Excerpted records
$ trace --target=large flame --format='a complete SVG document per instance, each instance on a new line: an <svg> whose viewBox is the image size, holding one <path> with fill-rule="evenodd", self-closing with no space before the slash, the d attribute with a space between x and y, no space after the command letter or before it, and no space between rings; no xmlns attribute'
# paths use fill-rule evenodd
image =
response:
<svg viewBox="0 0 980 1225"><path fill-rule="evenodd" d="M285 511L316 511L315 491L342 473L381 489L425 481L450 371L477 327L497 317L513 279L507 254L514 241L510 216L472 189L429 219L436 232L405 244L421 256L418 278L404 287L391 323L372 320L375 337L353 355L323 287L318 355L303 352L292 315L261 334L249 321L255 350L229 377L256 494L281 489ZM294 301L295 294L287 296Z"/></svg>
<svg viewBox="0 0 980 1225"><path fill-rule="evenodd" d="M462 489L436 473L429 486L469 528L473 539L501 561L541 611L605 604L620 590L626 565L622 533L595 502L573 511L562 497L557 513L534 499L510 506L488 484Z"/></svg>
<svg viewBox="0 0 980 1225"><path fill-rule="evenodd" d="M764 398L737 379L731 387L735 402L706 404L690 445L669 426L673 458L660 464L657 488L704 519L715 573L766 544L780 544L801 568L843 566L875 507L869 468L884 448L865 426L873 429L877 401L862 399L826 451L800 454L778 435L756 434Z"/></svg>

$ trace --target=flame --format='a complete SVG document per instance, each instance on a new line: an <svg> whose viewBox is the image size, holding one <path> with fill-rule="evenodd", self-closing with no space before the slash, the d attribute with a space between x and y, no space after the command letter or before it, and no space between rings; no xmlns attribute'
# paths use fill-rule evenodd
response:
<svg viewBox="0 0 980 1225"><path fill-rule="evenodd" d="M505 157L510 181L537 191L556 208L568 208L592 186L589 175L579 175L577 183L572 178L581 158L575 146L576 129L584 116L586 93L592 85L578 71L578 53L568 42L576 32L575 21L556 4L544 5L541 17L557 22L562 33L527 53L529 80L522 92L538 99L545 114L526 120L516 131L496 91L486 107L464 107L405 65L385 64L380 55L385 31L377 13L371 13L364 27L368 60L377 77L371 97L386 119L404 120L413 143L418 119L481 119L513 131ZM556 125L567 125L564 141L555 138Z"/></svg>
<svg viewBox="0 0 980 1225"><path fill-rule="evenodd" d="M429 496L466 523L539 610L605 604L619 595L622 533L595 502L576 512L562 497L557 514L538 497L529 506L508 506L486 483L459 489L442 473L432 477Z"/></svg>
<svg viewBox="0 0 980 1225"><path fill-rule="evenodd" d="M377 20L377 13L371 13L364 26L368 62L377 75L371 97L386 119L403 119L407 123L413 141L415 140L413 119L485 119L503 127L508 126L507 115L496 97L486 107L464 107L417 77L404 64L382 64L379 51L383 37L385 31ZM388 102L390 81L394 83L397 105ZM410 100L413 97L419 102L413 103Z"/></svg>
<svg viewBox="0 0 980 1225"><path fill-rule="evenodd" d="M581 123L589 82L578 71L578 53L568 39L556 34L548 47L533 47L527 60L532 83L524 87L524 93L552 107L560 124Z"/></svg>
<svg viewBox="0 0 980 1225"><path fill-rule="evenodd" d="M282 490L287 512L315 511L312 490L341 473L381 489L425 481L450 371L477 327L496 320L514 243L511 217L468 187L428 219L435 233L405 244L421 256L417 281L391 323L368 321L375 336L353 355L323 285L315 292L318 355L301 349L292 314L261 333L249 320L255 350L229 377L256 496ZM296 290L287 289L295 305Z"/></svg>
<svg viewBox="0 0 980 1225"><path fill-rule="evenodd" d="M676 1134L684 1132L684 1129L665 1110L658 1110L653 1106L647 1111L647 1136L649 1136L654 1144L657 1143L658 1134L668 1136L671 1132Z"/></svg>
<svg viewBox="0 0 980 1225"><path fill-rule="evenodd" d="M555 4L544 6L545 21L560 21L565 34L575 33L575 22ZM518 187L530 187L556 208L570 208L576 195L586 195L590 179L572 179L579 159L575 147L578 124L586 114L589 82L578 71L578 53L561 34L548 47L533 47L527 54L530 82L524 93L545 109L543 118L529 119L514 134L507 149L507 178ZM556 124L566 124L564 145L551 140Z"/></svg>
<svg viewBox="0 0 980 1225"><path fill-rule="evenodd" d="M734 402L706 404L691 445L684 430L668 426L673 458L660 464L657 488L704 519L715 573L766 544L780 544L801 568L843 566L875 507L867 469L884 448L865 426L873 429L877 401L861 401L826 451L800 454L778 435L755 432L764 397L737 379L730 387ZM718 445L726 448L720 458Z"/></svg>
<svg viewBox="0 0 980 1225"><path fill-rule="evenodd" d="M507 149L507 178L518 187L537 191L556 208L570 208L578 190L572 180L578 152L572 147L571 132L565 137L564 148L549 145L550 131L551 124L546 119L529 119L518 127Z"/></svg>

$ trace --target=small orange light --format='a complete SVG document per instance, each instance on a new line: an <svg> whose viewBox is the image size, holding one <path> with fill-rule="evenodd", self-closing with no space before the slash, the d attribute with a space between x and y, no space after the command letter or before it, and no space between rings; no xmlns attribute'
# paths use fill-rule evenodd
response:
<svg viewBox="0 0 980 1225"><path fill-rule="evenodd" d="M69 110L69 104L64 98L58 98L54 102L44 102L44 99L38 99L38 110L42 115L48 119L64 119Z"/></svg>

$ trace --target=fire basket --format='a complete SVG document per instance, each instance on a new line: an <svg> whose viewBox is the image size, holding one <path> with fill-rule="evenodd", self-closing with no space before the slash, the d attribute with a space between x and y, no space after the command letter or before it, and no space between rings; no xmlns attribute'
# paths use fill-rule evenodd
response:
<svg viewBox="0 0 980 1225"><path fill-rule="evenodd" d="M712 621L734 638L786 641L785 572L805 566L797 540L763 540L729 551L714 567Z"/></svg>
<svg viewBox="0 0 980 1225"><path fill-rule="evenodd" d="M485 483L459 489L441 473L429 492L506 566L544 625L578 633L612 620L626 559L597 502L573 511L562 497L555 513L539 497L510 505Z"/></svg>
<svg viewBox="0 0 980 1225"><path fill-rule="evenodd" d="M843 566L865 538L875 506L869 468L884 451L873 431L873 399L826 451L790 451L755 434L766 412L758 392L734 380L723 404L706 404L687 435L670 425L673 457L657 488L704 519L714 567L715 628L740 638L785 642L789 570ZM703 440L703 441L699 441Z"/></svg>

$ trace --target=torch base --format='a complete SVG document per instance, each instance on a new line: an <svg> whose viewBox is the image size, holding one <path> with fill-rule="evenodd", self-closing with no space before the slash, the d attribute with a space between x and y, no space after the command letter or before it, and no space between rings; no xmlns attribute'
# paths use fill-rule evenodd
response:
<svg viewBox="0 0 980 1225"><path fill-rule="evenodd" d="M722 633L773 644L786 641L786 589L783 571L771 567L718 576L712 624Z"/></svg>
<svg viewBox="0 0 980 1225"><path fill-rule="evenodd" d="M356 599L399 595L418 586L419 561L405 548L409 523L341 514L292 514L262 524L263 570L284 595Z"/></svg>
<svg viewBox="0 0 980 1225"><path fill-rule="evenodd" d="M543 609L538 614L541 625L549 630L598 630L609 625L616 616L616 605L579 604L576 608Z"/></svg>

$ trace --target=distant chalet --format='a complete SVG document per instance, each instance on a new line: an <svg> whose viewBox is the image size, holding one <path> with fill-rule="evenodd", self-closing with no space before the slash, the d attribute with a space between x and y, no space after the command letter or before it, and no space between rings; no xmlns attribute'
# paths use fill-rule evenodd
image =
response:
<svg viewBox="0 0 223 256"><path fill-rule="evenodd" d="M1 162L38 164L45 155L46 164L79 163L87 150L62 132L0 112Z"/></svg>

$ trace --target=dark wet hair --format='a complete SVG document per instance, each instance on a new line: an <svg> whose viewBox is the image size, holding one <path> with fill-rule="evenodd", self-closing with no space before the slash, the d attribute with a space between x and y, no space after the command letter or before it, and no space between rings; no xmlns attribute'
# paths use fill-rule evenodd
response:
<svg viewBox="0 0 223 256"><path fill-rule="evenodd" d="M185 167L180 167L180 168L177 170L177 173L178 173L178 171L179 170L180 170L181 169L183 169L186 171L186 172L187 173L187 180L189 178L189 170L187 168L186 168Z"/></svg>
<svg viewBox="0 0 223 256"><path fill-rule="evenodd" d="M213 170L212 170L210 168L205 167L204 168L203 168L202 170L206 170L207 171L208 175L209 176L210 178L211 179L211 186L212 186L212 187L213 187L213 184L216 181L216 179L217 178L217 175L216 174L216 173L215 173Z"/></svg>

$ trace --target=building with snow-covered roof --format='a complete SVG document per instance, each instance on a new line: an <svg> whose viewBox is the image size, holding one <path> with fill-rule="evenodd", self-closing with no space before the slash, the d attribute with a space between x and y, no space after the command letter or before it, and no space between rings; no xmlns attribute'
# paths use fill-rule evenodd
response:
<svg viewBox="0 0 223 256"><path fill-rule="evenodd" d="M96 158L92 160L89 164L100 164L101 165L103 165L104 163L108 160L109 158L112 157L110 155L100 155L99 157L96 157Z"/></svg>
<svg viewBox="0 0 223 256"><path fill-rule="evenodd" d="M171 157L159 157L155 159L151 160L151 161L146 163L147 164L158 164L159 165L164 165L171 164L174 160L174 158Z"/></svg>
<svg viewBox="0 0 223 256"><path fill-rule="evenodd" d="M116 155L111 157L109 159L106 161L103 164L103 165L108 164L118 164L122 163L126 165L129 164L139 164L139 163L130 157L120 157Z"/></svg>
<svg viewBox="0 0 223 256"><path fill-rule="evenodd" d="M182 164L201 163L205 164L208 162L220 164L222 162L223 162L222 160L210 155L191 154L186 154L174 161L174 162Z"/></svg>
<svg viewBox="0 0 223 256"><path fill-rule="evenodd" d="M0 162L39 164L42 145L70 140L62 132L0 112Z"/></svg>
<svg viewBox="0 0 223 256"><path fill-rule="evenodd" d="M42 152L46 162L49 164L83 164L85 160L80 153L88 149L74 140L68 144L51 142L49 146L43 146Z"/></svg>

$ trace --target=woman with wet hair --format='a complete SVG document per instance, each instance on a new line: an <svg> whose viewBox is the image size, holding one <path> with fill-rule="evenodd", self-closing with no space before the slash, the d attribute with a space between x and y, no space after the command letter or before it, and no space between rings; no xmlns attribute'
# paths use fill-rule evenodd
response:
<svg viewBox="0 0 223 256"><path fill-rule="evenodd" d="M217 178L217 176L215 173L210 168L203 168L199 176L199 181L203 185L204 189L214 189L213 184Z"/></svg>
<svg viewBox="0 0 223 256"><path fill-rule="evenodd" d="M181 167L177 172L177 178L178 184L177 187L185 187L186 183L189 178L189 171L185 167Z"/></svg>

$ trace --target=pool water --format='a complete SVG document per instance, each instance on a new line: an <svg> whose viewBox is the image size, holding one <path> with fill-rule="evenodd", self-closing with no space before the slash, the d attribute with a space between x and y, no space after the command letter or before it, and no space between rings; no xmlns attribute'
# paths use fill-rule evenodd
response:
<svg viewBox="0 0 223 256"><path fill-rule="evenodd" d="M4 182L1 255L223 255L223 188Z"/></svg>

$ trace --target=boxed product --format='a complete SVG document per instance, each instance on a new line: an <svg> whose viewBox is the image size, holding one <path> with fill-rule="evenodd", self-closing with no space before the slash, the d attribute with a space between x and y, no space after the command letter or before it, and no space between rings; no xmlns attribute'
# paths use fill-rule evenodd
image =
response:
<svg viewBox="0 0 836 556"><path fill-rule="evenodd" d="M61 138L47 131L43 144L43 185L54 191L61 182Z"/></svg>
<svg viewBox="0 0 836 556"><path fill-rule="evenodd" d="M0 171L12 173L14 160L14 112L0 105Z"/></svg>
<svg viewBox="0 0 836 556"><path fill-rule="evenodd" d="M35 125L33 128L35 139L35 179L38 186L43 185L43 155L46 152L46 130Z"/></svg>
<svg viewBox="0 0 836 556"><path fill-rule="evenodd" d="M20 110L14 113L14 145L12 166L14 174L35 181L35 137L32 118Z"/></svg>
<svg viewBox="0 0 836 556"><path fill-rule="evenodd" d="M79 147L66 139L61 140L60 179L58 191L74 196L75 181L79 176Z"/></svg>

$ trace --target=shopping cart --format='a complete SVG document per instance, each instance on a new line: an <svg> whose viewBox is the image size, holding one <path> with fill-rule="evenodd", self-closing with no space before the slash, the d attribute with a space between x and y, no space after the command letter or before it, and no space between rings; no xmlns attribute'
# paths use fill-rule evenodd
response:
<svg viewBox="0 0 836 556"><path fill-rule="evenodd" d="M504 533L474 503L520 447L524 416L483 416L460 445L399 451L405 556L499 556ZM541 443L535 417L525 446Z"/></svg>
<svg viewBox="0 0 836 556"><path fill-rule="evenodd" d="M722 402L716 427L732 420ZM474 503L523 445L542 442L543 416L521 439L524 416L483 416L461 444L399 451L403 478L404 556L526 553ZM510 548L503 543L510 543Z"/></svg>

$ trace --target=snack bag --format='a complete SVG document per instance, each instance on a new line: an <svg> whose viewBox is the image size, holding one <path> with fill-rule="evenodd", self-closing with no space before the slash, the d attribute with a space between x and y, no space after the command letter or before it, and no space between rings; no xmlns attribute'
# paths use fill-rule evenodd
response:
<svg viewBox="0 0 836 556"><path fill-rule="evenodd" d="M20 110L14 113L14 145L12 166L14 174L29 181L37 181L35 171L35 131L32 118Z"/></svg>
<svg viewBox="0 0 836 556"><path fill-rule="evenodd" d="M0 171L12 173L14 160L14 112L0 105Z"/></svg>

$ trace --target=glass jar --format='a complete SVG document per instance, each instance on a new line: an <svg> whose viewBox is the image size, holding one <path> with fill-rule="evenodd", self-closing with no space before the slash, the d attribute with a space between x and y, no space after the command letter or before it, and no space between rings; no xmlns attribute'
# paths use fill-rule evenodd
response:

Prompt
Switch "snow-covered" to "red" in the lines between the one holding "trace --target=building with" and the one holding "158L92 160L89 164L100", inclusive. Return those lines with nothing else altered.

Answer to the problem
$ trace --target=building with red roof --format='a complete SVG document per instance, each instance on a new line: an <svg> whose viewBox is the image size, holding one <path> with fill-rule="evenodd", self-closing with no space before the slash, the d attribute with a space between x and y, no space after the command letter or before it, and no space between rings; no xmlns attribute'
# paths use fill-rule evenodd
response:
<svg viewBox="0 0 223 256"><path fill-rule="evenodd" d="M96 158L92 160L89 164L100 164L101 165L103 165L104 163L108 160L109 158L112 157L110 155L100 155L99 157L96 157Z"/></svg>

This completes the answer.